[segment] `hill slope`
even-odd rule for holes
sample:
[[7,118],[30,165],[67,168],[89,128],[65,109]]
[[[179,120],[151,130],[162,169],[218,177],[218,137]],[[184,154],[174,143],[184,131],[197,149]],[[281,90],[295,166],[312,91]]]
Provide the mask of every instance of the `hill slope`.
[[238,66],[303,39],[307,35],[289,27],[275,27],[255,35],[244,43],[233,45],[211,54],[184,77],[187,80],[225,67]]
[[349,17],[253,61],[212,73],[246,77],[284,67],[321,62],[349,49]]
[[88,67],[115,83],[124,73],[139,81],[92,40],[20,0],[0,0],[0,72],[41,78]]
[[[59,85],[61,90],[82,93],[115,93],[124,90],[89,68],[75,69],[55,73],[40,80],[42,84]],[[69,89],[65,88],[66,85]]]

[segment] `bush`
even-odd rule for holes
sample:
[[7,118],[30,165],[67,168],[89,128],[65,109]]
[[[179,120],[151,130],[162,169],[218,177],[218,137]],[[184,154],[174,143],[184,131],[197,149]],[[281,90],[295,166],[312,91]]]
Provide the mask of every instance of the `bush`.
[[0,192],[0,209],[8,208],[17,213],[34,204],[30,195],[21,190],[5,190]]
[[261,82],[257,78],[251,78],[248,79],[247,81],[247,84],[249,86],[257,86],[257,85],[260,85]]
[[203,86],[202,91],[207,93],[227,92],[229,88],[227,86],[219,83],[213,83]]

----------------

▶ Exercise task
Reproduce the records above, substituting "each instance" for every occurrence of "every instance" and leaving all other text unchanged.

▶ The completed task
[segment] `hill slope`
even-odd rule for holes
sample:
[[7,118],[30,165],[67,168],[89,128],[65,109]]
[[[179,120],[151,130],[162,169],[218,177],[218,137]],[[184,154],[174,143],[184,131],[197,149]],[[281,90],[295,166],[312,91]]]
Provide the mask of each instance of the `hill slope`.
[[238,66],[303,39],[307,35],[289,27],[275,27],[255,35],[244,43],[233,45],[211,54],[184,77],[187,80],[225,67]]
[[349,17],[253,61],[212,73],[246,77],[284,67],[321,62],[349,49]]
[[88,67],[115,83],[124,73],[139,81],[92,40],[20,0],[0,0],[0,72],[41,78]]
[[[59,85],[61,90],[82,93],[115,93],[124,90],[89,68],[75,69],[55,73],[40,80],[42,84]],[[69,89],[65,88],[66,85]]]

[segment] `bush`
even-odd rule for holes
sample:
[[7,118],[30,165],[67,168],[89,128],[65,109]]
[[[179,120],[151,130],[162,169],[218,177],[218,137]],[[184,154],[174,143],[184,131],[197,149]],[[281,90],[295,166],[312,91]]]
Provide the mask of each instance of the `bush`.
[[0,192],[0,209],[8,208],[17,213],[34,204],[30,195],[21,190],[5,190]]
[[261,82],[257,78],[251,78],[248,79],[247,81],[247,84],[249,86],[257,86],[257,85],[260,85]]
[[203,86],[202,91],[207,93],[227,92],[229,88],[227,86],[219,83],[213,83]]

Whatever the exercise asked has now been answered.